## [RECORDS]
/---

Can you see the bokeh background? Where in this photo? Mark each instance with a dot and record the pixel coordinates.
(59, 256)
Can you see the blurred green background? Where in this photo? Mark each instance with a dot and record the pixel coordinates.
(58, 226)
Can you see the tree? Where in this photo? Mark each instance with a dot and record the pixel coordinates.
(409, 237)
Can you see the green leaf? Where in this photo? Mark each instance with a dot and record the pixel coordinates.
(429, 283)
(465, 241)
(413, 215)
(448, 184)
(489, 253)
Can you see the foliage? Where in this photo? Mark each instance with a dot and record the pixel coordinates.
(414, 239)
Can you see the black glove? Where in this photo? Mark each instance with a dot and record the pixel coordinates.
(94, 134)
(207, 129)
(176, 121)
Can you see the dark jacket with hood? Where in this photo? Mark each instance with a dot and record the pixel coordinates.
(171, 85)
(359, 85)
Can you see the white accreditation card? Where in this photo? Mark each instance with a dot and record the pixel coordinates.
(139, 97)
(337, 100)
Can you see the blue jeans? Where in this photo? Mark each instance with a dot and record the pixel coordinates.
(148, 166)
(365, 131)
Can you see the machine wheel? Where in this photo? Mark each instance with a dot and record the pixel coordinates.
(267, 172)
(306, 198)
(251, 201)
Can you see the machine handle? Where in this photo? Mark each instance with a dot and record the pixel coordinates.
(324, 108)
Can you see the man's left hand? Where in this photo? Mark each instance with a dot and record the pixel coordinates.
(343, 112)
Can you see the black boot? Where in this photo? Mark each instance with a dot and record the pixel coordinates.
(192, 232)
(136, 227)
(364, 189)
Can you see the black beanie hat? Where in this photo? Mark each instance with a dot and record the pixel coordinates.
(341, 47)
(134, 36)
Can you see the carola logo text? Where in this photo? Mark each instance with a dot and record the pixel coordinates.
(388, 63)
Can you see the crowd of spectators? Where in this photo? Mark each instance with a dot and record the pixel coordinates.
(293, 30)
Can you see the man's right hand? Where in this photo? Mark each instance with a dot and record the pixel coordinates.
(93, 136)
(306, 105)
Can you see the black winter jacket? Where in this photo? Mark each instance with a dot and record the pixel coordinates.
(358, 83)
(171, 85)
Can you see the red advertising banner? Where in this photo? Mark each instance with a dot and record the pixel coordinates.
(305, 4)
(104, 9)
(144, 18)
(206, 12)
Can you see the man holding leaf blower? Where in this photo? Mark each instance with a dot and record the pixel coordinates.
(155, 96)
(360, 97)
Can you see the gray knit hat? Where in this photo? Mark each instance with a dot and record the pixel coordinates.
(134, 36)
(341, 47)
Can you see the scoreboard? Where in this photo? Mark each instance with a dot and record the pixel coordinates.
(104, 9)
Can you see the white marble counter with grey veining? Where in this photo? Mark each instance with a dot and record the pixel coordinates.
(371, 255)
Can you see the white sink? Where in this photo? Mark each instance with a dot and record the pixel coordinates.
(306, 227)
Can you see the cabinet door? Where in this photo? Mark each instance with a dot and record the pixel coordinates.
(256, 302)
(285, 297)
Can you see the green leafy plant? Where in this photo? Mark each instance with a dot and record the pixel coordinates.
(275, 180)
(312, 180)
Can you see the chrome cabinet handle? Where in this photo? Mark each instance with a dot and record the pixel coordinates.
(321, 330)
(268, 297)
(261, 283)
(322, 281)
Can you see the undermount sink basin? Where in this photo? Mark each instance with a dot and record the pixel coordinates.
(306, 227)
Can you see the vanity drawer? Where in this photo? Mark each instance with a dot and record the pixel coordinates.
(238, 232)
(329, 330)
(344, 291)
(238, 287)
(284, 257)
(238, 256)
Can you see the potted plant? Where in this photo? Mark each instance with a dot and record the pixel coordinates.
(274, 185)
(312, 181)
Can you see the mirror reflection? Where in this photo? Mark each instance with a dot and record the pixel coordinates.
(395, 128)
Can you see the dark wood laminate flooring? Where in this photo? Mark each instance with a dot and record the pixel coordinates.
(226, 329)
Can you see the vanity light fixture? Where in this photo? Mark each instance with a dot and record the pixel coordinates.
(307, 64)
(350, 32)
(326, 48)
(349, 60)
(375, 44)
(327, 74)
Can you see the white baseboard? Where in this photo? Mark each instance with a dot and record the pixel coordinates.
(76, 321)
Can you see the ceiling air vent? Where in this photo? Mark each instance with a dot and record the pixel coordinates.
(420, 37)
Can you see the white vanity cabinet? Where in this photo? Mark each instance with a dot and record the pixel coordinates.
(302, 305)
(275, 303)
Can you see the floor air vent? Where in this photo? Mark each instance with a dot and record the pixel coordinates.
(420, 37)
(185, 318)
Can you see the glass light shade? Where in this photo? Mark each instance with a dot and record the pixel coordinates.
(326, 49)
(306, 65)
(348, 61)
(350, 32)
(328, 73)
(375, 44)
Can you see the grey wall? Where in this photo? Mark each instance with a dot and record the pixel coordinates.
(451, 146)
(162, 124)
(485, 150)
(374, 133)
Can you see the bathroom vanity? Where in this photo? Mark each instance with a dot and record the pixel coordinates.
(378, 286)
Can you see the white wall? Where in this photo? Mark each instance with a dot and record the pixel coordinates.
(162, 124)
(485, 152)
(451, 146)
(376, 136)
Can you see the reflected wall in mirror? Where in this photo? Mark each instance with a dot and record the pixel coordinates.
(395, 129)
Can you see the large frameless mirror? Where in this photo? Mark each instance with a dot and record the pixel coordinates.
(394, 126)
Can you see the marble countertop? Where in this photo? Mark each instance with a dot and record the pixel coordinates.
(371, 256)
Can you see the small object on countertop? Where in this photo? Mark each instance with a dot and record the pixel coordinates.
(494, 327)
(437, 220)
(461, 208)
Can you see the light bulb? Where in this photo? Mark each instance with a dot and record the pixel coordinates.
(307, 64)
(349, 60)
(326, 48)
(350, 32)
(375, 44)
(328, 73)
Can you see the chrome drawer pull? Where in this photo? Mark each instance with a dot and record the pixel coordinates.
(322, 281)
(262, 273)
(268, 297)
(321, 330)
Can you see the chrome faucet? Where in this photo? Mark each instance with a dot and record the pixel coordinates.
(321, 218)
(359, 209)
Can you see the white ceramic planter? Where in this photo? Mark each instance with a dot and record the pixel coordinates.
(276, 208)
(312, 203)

\---

## [WORK TASK]
Transcribe the data above in full, exactly.

## [ANSWER]
Can you see the bokeh background? Where in this photo? Mark each instance with a dot and record the pixel coordinates.
(59, 256)
Can you see the blurred green background? Where in this photo? Mark each instance with a dot and record the pixel coordinates.
(58, 226)
Can you see the tree? Where in this photo? Mark each instance with a dot and record the pixel coordinates.
(409, 237)
Can you see the green leaf? Where in this photo? Mark each instance with a dot and record the pixel coordinates.
(429, 283)
(465, 241)
(413, 215)
(448, 184)
(489, 253)
Can you see the foliage? Where in this photo? Mark each instance with a dot and record the pixel coordinates.
(414, 239)
Can you see the black glove? Where in this photo? Mark each instance with a dot and record the pixel coordinates.
(94, 134)
(207, 129)
(176, 121)
Can you see the dark jacket with hood? Where in this photo? Mark each instance with a dot and record the pixel coordinates.
(171, 85)
(359, 85)
Can you see the white accreditation card? Where in this photo? Mark each instance with a dot and record the pixel coordinates.
(139, 97)
(337, 100)
Can you see the blue jeans? Where in this photo? Mark each instance with a dot and record the pixel coordinates.
(148, 166)
(365, 131)
Can you see the machine wheel? Where in this photo? Mark each instance with a dot and record the pixel coordinates.
(267, 172)
(306, 198)
(251, 201)
Can you see the machine handle? Where in this photo? Mark each instance with a dot and record the pixel coordinates.
(324, 108)
Can you see the man's left hand? Where in this photo? Mark each instance with a dot and record the pixel coordinates.
(343, 112)
Can you see the black boot? Where in this photo? Mark each instance with a dot and record the pixel coordinates.
(192, 232)
(136, 227)
(364, 189)
Can you see the black beanie hat? Where in this photo? Mark each instance with a dot and record the pixel coordinates.
(341, 47)
(134, 36)
Can you see the carola logo text? Where in this photo? Mark each instance with a dot and record the pixel coordinates.
(388, 63)
Can you see the crowd of spectators? Where in this photo? Mark each instance with a dot and record the pixel coordinates.
(293, 30)
Can you see the man's right hand? Where in this photo? Mark each instance with a dot and record the pixel coordinates.
(93, 136)
(306, 105)
Can you see the black winter jacket? Where in this photo? Mark each instance with a dot and record the pixel coordinates.
(358, 83)
(171, 85)
Can you see the red advertising banner? Where in this photo? Mark each instance with a dot and record the pixel coordinates.
(305, 4)
(104, 9)
(144, 18)
(206, 12)
Can you see the man holding leaf blower? Where in this photo? Mark each instance with a dot and record the pixel coordinates.
(155, 96)
(360, 97)
Can you see the gray knit hat? Where in this photo? Mark each instance with a dot and record the pixel coordinates.
(134, 36)
(341, 47)
Can you see the scoreboard? Where in this photo? Mark each instance with a dot and record the pixel coordinates.
(104, 9)
Can you see the white marble counter with grey veining? Where in this photo? Mark each instance with a dot and record the pixel coordinates.
(371, 255)
Can you see the white sink? Where in this photo? Mark each instance with a dot and record the pixel coordinates.
(306, 227)
Can you see the cabinet door? Where in this photo? Mark each instance with a dot and record the pixel coordinates.
(256, 302)
(285, 297)
Can you see the green leafy plant? Where in this photo? Mark each instance with a dot and record the pixel coordinates.
(275, 180)
(312, 180)
Can you see the chrome cabinet handle? Where in this photo? Mark each instance with a dot and record the pixel coordinates.
(321, 330)
(268, 297)
(261, 283)
(322, 281)
Can you see the undermount sink basin? Where in this photo? Mark each instance with a dot and record the pixel coordinates.
(306, 227)
Can you see the vanity drawer? Where in this photo? Mark each instance with a dot and record the pixel coordinates.
(238, 232)
(329, 330)
(344, 291)
(238, 287)
(284, 257)
(238, 256)
Can you see the potted plant? Where in this photo? Mark each instance with a dot and record the pixel coordinates.
(274, 185)
(312, 181)
Can you see the mirror reflection? Where in this photo? Mark each instance with a dot and record the pixel coordinates.
(395, 128)
Can you see the dark wood laminate flooring? Where in this photo? Mark each instance with a dot and record the pixel coordinates.
(226, 329)
Can you see the vanity light fixture? Where in this photo? Mark each instance with a dot and record the pixel coordinates.
(307, 64)
(350, 32)
(326, 48)
(349, 60)
(375, 44)
(327, 74)
Can you see the white baseboard? Where in this photo? Mark each instance with a dot and record the pixel coordinates.
(76, 321)
Can you see the ceiling air vent? Where in this photo? Mark each instance with a dot and record the pixel coordinates.
(420, 37)
Can you see the white vanity cabinet? Where in this photo? Mark each instance with a dot and record the pixel coordinates.
(302, 305)
(275, 303)
Can you see the floor air vent? Where in this photo? Mark each instance with a dot and record the pixel coordinates.
(420, 37)
(185, 318)
Can you see the glass light shade? Where in this photo? Mark each instance with a dot and record the pixel coordinates.
(326, 49)
(306, 65)
(348, 61)
(350, 32)
(328, 73)
(375, 44)
Can you see the grey wall? Where in this photo? Mark each instance with a dot and record the pixel coordinates.
(451, 146)
(162, 124)
(485, 150)
(374, 133)
Can you see the bathroom vanity? Where in this photo? Mark each instance with a dot and record the pixel coordinates.
(378, 286)
Can you see the white wall? Where in this photo? Mark each instance with a dot and record the pixel coordinates.
(162, 124)
(485, 152)
(451, 146)
(376, 136)
Can you see the reflected wall in mirror? Where in this photo? Mark each instance with a dot and record the pixel coordinates.
(395, 129)
Can you see the large frameless mirror? Where in this photo? Mark each instance with a dot and record the pixel coordinates.
(394, 126)
Can you see the marble countertop? Where in this photo? Mark each instance with a dot and record the pixel coordinates.
(371, 256)
Can you see the small object on countertop? Where in this photo? Mark each instance with a dot and record the pixel coordinates.
(494, 327)
(437, 220)
(461, 208)
Can you see the light bulb? Where in this photo? Mark each instance with a dot and record the pixel coordinates.
(307, 64)
(349, 60)
(326, 48)
(350, 32)
(375, 44)
(328, 73)
Can you see the chrome drawer pull? Where in this photo? Mark each instance with a dot and record the pixel coordinates.
(322, 281)
(262, 273)
(268, 297)
(321, 330)
Can you see the chrome faucet? Where in this photo? Mark each instance with a dot and record the pixel coordinates.
(321, 218)
(359, 209)
Can you see the white ceramic planter? Where in this photo? Mark each instance with a dot and record the pixel coordinates.
(276, 208)
(312, 203)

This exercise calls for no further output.